--- Quoted text ---
· · · ·

Add REINFORCE implementation tutorial #155

siddarth-c · 2022-11-22T13:35:25Z

Description

Created a new tutorial depicting the new .step() function of gymnasium v26 using PyTorch. REINFORCE is employed to solve Mujoco's Reacher.

Type of change

Please delete options that are not relevant.

This change requires a documentation update

Checklist:

I have run the pre-commit checks with pre-commit run --all-files (see CONTRIBUTING.md instructions to set it up)
I have commented my code, particularly in hard-to-understand areas
I have made corresponding changes to the documentation
My changes generate no new warnings
I have added tests that prove my fix is effective or that my feature works
New and existing unit tests pass locally with my changes

pseudo-rnd-thoughts

Thanks for the tutorial, it looks very helpful.
Could you fix the pre-commit issues and address the comments

docs/tutorials/reinforce_reacher_gym_v26.py

pseudo-rnd-thoughts

There is a number of issues when I build the tutorial, could you build the tutorial (see the readme.md) and look at the previous tutorials to fix the issues.

reinforce_reacher_gym_v26.rst:2: WARNING: Field list ends without a blank line; unexpected unindent.
reinforce_reacher_gym_v26.rst:14: ERROR: Unexpected indentation.
reinforce_reacher_gym_v26.rst:25: WARNING: Block quote ends without a blank line; unexpected unindent.
reinforce_reacher_gym_v26.rst:220: ERROR: Unexpected indentation.
reinforce_reacher_gym_v26.rst:224: WARNING: Definition list ends without a blank line; unexpected unindent.

siddarth-c · 2022-11-23T12:42:36Z

I have updated the files as per the readme.md
Will do better the next time, thanks for bearing with me!

· · · ·

--- Stored rows ---
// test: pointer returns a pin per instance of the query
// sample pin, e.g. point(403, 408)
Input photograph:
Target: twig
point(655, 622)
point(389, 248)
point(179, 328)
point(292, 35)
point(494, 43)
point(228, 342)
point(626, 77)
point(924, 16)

· · · ·

--- Written tasks ---
a) In the pull request thread, which environment is REINFORCE used to solve?
b) Copy word for word the part of the pull request thread between "Could you fix" and "Field list ends without a blank line; unexpected unindent.", inclusive.
c) Write the next part of the pull request thread, starting after its final line.

--- Expected outputs ---
a) Mujoco's Reacher.

b)
Could you fix the pre-commit issues and address the comments

docs/tutorials/reinforce_reacher_gym_v26.py

pseudo-rnd-thoughts

There is a number of issues when I build the tutorial, could you build the tutorial (see the readme.md) and look at the previous tutorials to fix the issues.

reinforce_reacher_gym_v26.rst:2: WARNING: Field list ends without a blank line; unexpected unindent.

c)
pseudo-rnd-thoughts · 2022-11-23T14:10:59Z

No worries, currently when I build the tutorial, on the left hand side, all of the titles appear here.
I believe it is the way that you have structured the sections that causes this. could you fix
In addition, the same issues that get reported when building still appear and the final figure doesn't appear

siddarth-c · 2022-11-24T11:31:29Z

I have modified the structure of the titles and code following the Blackjack tutorial. And running through the tests mentioned in readme.md I do not get any warnings.

pseudo-rnd-thoughts · 2022-11-24T13:24:15Z

@siddarth-c I have made a number of upgrades to the tutorials. There are only a couple more thing before we can merge

Replace the top image of the agent with a gif of the trained agent completing the environment
Could you add an image for the policy network should the data flow. i.e., input data -> shared network -> split to mean network and std network -> output

siddarth-c · 2022-11-25T05:13:55Z

Done with the mentioned changes

pseudo-rnd-thoughts

That policy network figure is very nice, to confirm, this is not copied from someone else and is your own creation.
Also for the top gif, is this from the final agent? The agent doesn't seem to do very well in the environment

siddarth-c · 2022-11-26T10:37:26Z

The policy learned via REINFORCE is not optimal in Reacher (despite extensive hyperparameter searches).
So I have changed the environment to the Inverted Pendulum, where it is able to learn the optimal policy (achieves max reward of 1000). I hope this change is acceptable.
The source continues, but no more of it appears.